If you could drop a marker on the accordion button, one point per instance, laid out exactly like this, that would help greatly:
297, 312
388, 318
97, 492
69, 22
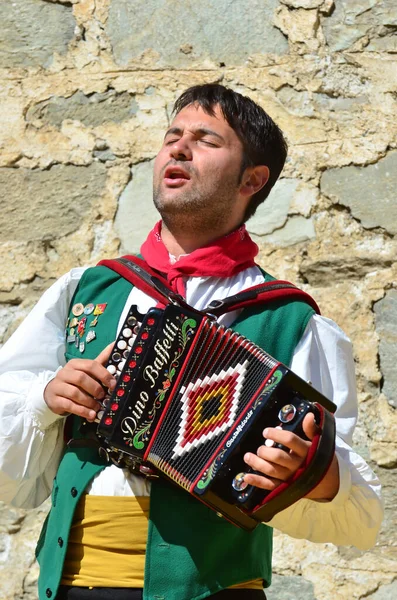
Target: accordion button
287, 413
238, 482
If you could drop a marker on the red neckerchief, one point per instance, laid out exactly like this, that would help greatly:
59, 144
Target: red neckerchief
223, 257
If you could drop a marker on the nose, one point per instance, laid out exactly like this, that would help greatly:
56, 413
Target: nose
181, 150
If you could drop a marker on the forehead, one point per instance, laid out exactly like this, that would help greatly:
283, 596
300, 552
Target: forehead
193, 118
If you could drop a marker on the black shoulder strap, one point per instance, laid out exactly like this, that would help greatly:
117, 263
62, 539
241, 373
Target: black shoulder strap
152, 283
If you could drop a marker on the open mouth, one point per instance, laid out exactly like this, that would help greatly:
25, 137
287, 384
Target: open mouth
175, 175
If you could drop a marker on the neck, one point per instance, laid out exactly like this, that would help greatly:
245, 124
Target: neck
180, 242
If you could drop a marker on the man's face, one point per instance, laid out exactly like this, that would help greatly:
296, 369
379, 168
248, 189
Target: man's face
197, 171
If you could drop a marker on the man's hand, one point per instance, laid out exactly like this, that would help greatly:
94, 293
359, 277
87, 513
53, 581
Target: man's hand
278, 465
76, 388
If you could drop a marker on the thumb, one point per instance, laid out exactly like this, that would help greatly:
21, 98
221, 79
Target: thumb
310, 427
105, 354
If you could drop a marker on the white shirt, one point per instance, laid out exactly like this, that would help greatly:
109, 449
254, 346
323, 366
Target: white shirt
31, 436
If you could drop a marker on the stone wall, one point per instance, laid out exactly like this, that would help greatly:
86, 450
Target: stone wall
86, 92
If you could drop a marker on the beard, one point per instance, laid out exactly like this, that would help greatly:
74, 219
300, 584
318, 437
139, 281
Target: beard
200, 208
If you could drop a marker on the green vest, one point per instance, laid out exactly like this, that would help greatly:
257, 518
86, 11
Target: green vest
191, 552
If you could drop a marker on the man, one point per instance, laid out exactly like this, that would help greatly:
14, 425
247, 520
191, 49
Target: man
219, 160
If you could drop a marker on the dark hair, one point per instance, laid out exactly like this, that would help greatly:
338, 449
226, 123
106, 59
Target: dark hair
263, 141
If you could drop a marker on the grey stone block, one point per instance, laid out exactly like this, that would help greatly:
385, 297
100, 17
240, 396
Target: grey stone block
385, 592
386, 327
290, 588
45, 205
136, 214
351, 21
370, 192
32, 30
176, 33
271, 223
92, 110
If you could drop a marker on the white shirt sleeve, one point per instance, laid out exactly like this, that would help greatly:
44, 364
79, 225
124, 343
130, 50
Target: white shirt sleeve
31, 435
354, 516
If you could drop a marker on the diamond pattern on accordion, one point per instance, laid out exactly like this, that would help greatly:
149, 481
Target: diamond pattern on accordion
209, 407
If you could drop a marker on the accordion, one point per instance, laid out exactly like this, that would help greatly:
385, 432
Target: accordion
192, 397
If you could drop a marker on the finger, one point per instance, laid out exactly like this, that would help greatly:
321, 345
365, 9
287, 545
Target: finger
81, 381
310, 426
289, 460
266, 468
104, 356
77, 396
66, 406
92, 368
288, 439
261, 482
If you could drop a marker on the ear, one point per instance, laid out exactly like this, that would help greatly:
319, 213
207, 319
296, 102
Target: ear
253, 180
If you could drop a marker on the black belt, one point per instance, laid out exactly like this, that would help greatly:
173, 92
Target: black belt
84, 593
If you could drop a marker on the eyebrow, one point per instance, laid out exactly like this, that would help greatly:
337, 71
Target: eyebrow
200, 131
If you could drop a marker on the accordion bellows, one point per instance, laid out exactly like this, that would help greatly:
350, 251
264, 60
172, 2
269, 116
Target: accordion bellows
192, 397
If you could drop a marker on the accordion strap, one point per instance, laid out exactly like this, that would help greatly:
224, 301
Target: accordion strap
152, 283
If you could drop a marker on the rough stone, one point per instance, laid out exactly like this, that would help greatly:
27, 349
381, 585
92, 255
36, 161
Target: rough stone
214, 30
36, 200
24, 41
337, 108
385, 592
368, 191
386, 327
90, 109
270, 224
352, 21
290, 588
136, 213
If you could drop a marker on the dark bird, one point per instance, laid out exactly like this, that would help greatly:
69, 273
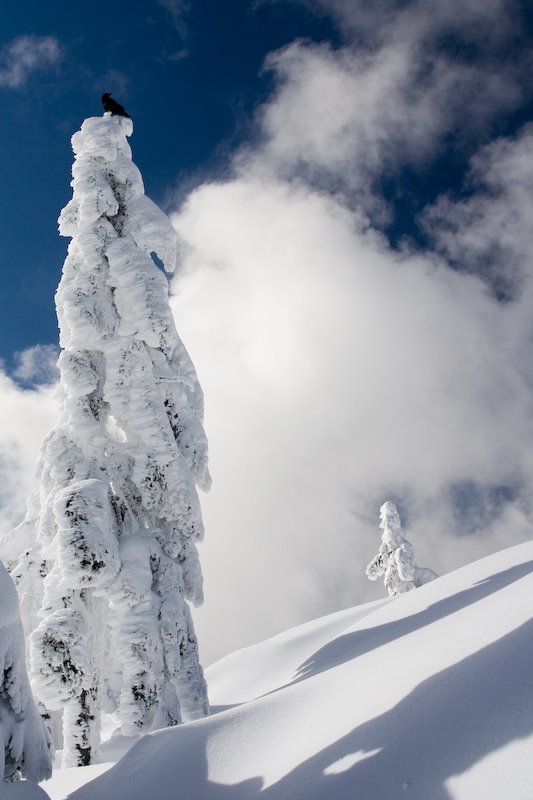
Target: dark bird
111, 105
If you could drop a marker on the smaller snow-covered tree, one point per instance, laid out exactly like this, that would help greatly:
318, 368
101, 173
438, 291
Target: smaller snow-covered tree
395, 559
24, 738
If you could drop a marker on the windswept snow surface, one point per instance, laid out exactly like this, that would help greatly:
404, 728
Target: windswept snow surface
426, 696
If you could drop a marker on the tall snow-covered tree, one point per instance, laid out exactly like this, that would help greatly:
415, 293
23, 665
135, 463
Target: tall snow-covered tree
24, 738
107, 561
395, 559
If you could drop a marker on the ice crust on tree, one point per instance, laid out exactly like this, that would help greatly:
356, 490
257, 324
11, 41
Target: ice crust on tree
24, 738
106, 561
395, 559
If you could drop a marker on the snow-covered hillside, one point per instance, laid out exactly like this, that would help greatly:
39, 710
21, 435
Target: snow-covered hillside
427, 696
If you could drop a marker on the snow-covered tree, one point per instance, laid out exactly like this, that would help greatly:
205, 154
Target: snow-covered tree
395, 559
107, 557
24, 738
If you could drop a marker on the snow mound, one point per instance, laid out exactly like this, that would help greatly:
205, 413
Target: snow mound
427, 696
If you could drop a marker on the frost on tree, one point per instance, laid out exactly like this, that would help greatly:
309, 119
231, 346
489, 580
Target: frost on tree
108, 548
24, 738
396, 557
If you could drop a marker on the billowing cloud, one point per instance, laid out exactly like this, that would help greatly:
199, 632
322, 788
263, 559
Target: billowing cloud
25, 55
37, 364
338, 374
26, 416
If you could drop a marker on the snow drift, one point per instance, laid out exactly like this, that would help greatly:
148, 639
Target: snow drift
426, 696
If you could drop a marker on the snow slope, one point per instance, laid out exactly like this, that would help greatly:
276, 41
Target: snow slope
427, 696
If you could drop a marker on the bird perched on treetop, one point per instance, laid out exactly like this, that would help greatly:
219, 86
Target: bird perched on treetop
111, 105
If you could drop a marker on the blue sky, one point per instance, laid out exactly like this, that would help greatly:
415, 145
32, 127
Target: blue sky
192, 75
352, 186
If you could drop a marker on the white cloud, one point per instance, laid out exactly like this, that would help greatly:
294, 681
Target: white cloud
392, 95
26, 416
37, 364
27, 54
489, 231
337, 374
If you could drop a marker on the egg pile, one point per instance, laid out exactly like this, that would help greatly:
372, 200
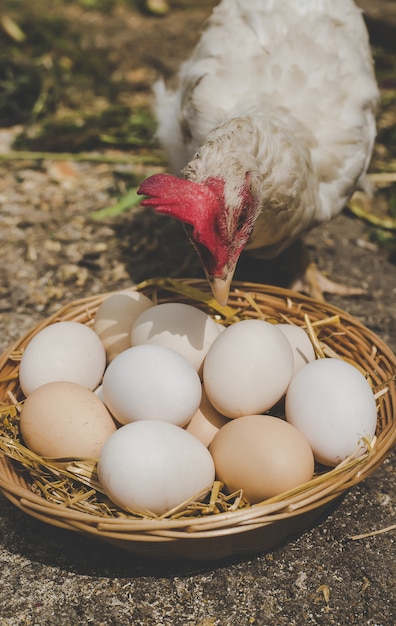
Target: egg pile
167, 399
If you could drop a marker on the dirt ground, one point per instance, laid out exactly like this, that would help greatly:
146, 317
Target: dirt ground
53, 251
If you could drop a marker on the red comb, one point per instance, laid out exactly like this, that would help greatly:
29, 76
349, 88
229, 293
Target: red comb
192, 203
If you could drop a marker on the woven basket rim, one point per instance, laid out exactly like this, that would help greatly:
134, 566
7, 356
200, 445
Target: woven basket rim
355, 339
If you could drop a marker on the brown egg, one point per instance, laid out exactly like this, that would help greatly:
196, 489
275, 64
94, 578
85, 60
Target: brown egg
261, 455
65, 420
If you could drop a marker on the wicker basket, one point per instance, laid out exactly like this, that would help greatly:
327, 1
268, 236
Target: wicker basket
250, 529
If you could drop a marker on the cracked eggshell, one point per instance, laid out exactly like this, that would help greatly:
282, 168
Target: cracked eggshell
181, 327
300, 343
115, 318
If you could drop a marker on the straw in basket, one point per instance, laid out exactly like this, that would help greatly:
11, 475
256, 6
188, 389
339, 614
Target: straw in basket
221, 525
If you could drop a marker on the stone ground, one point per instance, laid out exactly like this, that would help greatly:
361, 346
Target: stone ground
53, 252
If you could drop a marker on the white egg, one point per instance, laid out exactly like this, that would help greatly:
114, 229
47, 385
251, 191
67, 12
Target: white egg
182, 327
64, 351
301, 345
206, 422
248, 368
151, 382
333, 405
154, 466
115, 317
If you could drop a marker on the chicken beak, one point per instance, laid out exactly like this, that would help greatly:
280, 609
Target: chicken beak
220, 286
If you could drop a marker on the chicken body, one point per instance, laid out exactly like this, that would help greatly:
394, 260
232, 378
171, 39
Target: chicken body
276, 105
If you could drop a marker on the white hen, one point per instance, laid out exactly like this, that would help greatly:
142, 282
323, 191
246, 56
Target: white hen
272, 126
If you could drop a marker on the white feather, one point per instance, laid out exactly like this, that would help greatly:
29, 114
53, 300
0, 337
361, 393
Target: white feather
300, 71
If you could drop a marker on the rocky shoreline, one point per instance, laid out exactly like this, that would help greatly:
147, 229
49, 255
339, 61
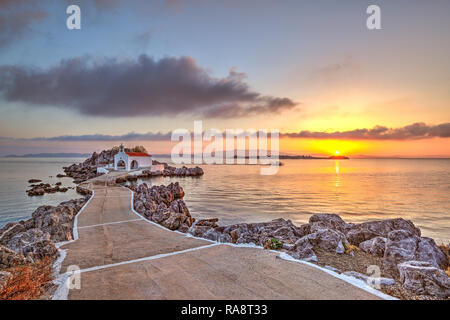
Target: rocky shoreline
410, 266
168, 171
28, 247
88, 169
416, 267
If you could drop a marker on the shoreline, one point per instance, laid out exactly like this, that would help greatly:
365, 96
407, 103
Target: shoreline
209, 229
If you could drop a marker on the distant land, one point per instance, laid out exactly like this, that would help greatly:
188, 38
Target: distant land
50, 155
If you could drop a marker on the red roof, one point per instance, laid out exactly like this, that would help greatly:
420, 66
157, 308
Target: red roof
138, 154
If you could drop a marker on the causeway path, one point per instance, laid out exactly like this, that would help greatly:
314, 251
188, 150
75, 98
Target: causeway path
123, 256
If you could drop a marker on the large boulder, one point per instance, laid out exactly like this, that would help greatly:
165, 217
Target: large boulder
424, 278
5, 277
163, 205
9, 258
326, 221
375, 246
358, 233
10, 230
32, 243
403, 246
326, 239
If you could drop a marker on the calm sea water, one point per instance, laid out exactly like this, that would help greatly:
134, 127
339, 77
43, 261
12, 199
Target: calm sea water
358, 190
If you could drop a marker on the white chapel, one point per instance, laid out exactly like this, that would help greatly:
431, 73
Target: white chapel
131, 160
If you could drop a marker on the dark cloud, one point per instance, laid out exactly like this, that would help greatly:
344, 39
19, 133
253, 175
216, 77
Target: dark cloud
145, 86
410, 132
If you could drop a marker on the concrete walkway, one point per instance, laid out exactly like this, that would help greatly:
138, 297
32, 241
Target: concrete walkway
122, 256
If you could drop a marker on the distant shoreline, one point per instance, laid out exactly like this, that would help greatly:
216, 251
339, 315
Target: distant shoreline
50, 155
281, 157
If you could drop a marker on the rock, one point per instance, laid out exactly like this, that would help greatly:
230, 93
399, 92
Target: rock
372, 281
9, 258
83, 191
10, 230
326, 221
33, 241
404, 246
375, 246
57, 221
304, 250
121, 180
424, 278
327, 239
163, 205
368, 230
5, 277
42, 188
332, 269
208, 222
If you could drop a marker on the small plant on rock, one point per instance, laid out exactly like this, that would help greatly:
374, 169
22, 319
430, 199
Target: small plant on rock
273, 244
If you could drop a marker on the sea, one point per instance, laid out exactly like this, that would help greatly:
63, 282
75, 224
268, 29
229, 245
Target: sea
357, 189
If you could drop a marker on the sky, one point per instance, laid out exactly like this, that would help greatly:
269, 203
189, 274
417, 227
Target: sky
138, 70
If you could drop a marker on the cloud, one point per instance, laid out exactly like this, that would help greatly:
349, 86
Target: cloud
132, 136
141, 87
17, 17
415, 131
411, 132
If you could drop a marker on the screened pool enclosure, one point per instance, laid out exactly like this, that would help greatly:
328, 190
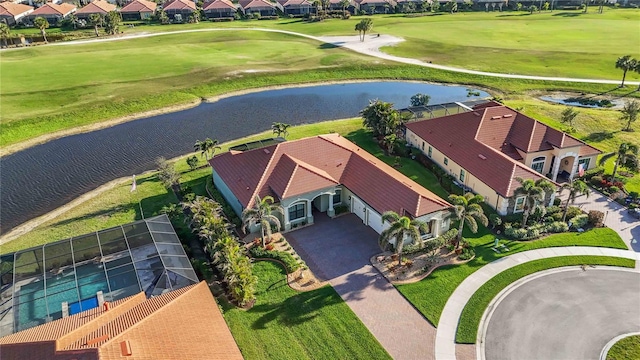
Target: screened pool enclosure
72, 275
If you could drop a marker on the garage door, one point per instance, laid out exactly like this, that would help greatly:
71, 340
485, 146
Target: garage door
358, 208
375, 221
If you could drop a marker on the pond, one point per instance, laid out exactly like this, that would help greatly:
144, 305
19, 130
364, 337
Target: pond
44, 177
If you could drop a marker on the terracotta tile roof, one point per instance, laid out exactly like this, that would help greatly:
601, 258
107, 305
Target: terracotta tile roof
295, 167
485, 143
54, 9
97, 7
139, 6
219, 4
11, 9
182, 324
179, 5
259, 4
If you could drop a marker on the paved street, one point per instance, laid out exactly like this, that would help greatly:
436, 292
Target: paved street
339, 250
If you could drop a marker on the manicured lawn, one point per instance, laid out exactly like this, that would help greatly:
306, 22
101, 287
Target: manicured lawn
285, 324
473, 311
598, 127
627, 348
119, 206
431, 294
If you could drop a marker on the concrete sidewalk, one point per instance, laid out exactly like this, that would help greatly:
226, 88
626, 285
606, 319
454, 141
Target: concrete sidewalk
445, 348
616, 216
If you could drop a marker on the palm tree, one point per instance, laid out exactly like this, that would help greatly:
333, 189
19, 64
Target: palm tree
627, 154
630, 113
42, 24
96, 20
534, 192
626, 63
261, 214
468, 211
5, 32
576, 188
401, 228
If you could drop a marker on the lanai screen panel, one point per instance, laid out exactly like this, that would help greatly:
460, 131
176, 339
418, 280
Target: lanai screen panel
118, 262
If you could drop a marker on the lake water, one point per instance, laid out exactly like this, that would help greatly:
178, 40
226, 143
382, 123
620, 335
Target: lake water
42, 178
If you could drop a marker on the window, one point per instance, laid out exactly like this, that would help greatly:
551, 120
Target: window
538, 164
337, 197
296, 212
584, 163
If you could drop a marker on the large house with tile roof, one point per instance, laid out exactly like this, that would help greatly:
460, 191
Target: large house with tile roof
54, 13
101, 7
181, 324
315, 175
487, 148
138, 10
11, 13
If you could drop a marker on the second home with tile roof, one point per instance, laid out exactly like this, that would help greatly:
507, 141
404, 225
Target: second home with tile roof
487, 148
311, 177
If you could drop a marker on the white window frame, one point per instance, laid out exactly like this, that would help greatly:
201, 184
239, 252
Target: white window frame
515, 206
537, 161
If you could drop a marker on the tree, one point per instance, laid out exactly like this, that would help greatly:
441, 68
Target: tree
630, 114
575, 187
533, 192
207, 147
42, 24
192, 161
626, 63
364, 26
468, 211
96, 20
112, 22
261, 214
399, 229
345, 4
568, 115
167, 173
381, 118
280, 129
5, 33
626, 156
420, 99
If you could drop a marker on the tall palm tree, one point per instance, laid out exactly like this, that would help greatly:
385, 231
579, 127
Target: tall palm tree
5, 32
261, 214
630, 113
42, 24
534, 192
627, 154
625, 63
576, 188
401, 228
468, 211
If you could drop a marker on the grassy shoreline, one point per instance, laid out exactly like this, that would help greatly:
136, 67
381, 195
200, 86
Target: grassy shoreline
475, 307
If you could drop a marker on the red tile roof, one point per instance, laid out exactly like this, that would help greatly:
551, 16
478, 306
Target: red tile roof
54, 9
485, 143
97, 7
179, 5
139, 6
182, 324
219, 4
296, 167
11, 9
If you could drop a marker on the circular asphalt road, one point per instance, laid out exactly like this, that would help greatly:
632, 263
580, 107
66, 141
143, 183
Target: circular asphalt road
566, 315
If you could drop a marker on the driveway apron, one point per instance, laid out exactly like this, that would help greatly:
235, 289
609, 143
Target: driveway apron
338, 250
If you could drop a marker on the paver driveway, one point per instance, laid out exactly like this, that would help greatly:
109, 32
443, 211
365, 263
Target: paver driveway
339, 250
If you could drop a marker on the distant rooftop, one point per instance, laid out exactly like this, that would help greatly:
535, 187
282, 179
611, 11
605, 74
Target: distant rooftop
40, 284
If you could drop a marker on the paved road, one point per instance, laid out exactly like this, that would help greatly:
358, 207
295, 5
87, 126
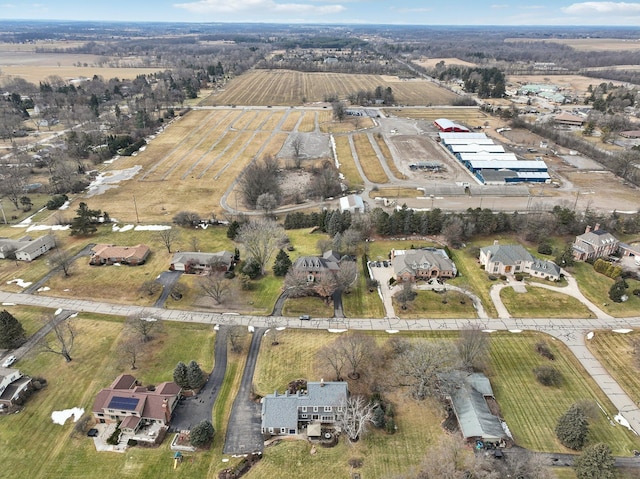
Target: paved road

——————————

**Short exercise:** Starting with the line that holds "If you could drop a marker on the circular", retype each line through the last one in the listing above, exactly as written. Do not copy any pictures.

**Solved exercise:**
If you could drop a marker on the circular asphalt road, one point per instance, laid out exactly like this, that would help greatly:
632, 263
580, 107
66, 141
143, 183
Target: circular asphalt road
566, 315
If you could drop a marker on the driveway apron, one point per instance, laid out exactly like this, that would help greatly:
235, 289
609, 143
Target: driveway apron
338, 250
If you could drop a marker on the paver driveway, one point per instance, laid out exactly like this, that would help greatly:
109, 32
443, 211
365, 263
Target: paver driveway
339, 250
If you could drop a marker on the distant rooftop, one point per instance, laid out exactly like this, that would help greatly:
535, 187
282, 179
611, 11
605, 74
Target: distant rooftop
40, 284
If you could drop a marker on the paved road, one point per instance, laid out exactly like this, that would help greatly:
358, 207
295, 5
87, 126
Target: paved road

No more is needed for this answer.